» EXCERPTED DATA

◆ ◆ ◆ ◆ ◆ ◆ ◆

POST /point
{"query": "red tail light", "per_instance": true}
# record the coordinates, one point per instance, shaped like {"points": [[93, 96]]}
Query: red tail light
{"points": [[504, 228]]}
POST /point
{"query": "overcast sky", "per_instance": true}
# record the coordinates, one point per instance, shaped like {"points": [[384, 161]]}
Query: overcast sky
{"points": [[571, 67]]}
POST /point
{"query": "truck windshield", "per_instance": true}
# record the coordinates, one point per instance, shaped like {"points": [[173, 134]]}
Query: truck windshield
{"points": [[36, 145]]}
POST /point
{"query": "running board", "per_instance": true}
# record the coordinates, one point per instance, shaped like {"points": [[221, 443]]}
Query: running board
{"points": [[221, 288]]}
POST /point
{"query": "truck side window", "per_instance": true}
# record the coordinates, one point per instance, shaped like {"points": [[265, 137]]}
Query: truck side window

◆ ◆ ◆ ◆ ◆ ◆ ◆

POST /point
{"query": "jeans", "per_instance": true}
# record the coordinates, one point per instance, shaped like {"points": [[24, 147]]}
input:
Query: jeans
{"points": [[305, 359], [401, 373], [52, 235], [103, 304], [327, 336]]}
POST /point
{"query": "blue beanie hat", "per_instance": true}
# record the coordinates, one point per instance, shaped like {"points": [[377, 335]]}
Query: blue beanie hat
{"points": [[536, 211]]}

◆ ◆ ◆ ◆ ◆ ◆ ◆

Please work out how many lines above contain the string "record", and reply with that number alone.

» YOUR SOLUTION
7